Data listing

-------

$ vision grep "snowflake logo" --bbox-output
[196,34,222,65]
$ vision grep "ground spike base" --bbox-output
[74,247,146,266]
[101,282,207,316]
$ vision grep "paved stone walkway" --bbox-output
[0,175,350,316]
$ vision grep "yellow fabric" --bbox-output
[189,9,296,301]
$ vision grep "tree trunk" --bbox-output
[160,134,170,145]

-------

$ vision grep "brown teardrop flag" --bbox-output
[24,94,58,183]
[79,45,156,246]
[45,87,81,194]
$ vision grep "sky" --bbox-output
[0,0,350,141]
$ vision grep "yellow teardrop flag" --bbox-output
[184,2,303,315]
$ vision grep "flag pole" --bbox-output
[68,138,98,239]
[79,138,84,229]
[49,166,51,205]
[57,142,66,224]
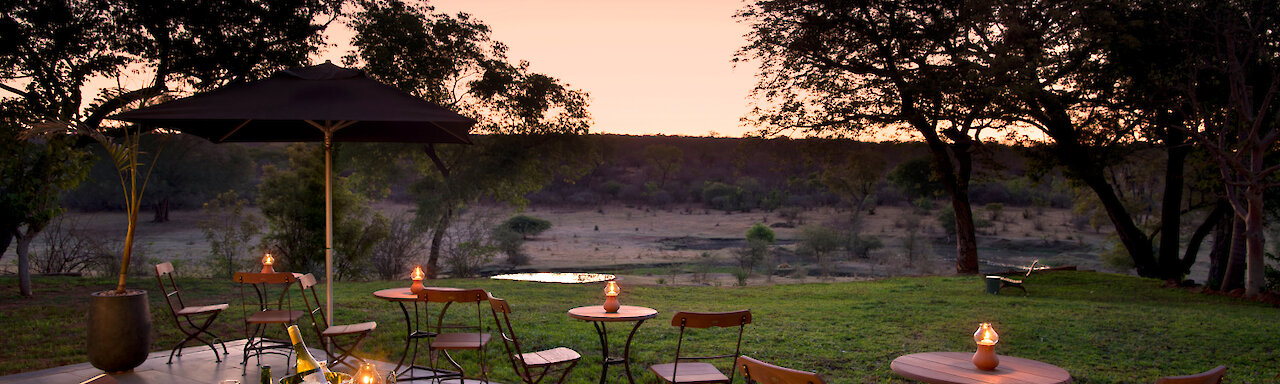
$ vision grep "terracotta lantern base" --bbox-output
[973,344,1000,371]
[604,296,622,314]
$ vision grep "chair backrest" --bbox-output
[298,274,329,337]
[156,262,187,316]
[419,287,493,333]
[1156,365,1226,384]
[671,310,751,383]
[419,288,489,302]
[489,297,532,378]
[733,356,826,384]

-------

-- What is asked --
Filter the data listing and copy out every line that contains the string "flag".

-- Solution --
$ vision grep "brown teardrop flag" --bbox-output
$ vision grep "yellow teardrop flag" --bbox-output
$ vision grep "flag pole" --bbox-output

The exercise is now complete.